*Excerpt to read*.
※

Jacob Goldstein at Planet Money ponders a potential rainy-day fund for winding up TBTF financial institutions:
In the current system, there's no good way to deal with big financial institutions that are about to go bankrupt and don't fall under the umbrella of the FDIC, which oversees some banks. Exhibits A and B for why this is a problem are Lehman Brothers, whose bankruptcy sent the economy into panic, and AIG, which received a gargantuan government bailout.
Of course, the Treasury and the Fed put more than $100 billion into the AIG bailout alone -- which makes a $50 billion safety fund look a bit paltry. But the Senate bill would also allow the government to collect more fees after a bailout, if $50 billion didn't cover it.
The trust fund would be paid for by financial firms so big or so interconnected that their failure would pose broad risks to the economy. Under the Senate proposal, the Fed would decide which firms fit that description, Bloomberg News reports, and the FDIC would wind down big firms that are about to fail.
This is apparently part of the Senate financial reform plan. The House plan that passed last year included a $150bn plan.
I haven't read the plan because it doesn't really exist yet (and who knows what it'll look like if/when it actually becomes law). But if the plan functions as described then this is a very stupid plan. Why? Well, ostensibly the point of the rainy-day fund is to tax TBTF financial firms so as to avoid using taxpayer money to bail them out when they inevitably go bust. But the banks will simply pass on the costs of the tax to consumers anyway, so either way the bailouts will be taxpayer-funded. Of course it's less transparent this way, which is good politics even if it makes little or not substantive difference. That's not the problem, however. These rainy-day funds will presumably sit around in an account at the Treasury being used completely unproductively until the next financial crisis, which is inefficient but also not the problem.
Here's the problem: the existence of a rainy-day fund provides an explicit TBTF guarantee to banks that pay into it! The fund won't be used to make the investors those firms whole if they collapse, but it will be used to make their counterparties whole. What does that mean? TBTF firms will able to get access to capital at lower cost because those loans will be insured by the Federal government... for free! In the past banks had to sell credit default swaps to insure their risk, but now the American government is willing to use taxpayer funds to do it for them. Because TBTF institutions will get access to credit at cheaper rates, they will be incentivized to lever up even more than they otherwise would, which increases the likelihood of an intervention. Even better: all the TBTF banks will be incentivized to extend tons of credit to each other, knowing that if one of them goes down they all go down, so the government will have no choice but to bail them all out and (presumably) make them whole or close to whole.

※

*Data under study*.
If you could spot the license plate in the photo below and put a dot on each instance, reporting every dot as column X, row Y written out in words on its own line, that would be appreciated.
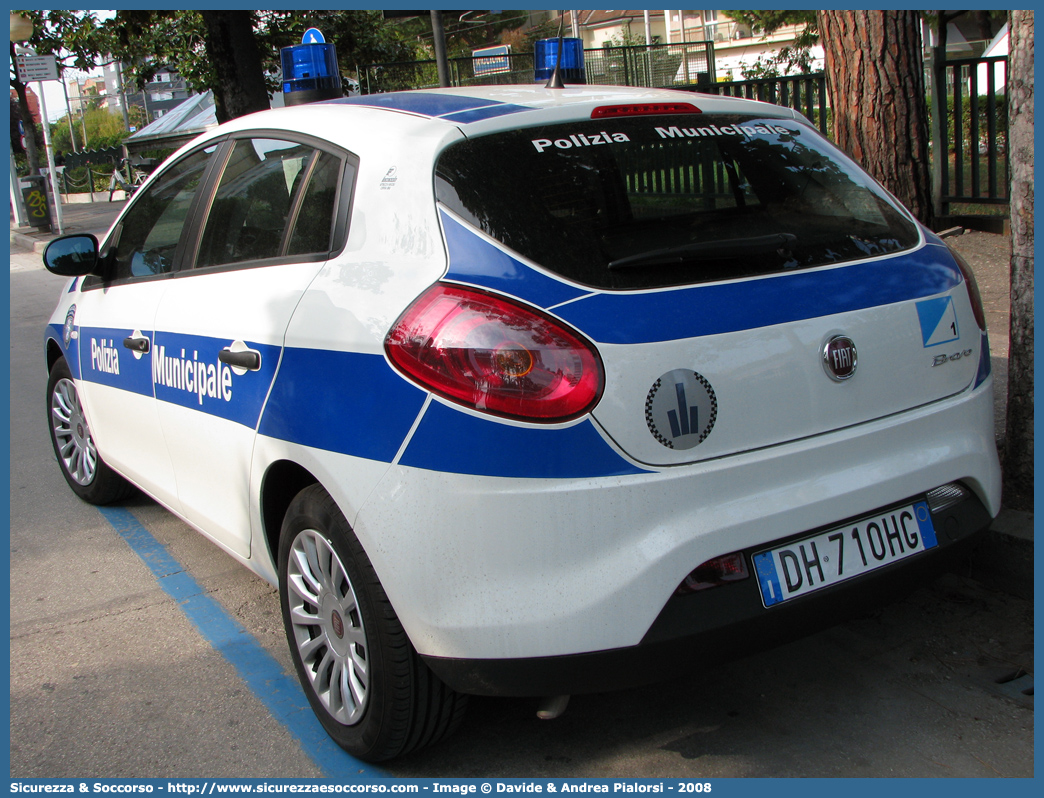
column 844, row 553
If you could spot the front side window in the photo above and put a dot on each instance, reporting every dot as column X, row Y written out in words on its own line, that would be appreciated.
column 151, row 229
column 659, row 201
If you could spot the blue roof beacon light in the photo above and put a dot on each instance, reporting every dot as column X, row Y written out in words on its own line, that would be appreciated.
column 546, row 54
column 310, row 70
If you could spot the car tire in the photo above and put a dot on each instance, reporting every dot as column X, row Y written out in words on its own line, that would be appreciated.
column 362, row 677
column 87, row 473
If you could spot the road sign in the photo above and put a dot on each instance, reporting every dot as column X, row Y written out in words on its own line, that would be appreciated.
column 37, row 68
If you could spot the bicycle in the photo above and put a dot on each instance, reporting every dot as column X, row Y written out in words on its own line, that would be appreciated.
column 125, row 177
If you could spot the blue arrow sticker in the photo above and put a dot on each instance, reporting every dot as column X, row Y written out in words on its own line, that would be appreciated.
column 939, row 321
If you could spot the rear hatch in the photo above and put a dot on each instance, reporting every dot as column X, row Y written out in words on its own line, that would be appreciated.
column 745, row 283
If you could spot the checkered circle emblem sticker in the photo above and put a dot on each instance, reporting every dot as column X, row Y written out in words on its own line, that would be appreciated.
column 681, row 408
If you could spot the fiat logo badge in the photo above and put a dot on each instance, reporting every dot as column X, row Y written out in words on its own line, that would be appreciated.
column 839, row 358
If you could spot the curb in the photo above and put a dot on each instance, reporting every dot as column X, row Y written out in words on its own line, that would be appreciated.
column 28, row 242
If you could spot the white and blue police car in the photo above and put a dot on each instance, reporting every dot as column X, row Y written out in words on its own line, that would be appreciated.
column 521, row 391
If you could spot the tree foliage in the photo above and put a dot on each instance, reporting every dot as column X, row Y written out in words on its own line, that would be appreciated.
column 103, row 130
column 178, row 39
column 795, row 59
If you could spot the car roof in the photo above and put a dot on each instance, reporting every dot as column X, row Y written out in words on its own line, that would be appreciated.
column 485, row 109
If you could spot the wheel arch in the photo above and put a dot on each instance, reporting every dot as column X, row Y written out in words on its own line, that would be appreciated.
column 53, row 353
column 282, row 482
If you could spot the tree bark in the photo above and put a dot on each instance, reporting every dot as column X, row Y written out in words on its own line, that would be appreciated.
column 1019, row 431
column 875, row 79
column 233, row 50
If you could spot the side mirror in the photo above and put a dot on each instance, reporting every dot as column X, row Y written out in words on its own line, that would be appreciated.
column 72, row 255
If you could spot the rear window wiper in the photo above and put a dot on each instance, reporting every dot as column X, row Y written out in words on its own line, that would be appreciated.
column 727, row 248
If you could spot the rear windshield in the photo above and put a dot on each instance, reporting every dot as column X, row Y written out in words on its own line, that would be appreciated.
column 659, row 201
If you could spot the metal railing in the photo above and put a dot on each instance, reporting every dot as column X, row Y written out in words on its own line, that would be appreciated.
column 657, row 66
column 970, row 136
column 804, row 93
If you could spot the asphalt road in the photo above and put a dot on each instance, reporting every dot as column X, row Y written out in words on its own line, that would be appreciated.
column 110, row 678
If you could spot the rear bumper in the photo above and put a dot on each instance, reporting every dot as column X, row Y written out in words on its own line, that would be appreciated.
column 484, row 567
column 700, row 630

※

*Work order 1*. Copy the post on the rainy-day fund between "Jacob Goldstein at" and "gargantuan government bailout.", inclusive.
*Work order 2*.
Answer these questions from the post on the rainy-day fund:
(a) How large was the plan in the House bill that passed last year?
(b) Under the Senate proposal, who would decide which firms pose broad risks to the economy?
(c) What did banks have to sell in the past to insure their risk?
*Work order 3*.
Decide whether each statement agrees with the post on the rainy-day fund. Answer yes or no, and quote the words that settle it.
(a) The Treasury and the Fed put more than $100 billion into the AIG bailout.
(b) The writer has read the plan.
(c) Under the Senate proposal, the FDIC would wind down big firms that are about to fail.
The listing is separate material and has no connection to the post on the rainy-day fund.

*Written reply 1*.
Jacob Goldstein at Planet Money ponders a potential rainy-day fund for winding up TBTF financial institutions:
In the current system, there's no good way to deal with big financial institutions that are about to go bankrupt and don't fall under the umbrella of the FDIC, which oversees some banks. Exhibits A and B for why this is a problem are Lehman Brothers, whose bankruptcy sent the economy into panic, and AIG, which received a gargantuan government bailout.

*Written reply 2*.
(a) $150bn.
(b) The Fed.
(c) Credit default swaps.

*Written reply 3*.
(a) Yes: "the Treasury and the Fed put more than $100 billion into the AIG bailout alone"
(b) No: "I haven't read the plan because it doesn't really exist yet"
(c) Yes: "the FDIC would wind down big firms that are about to fail"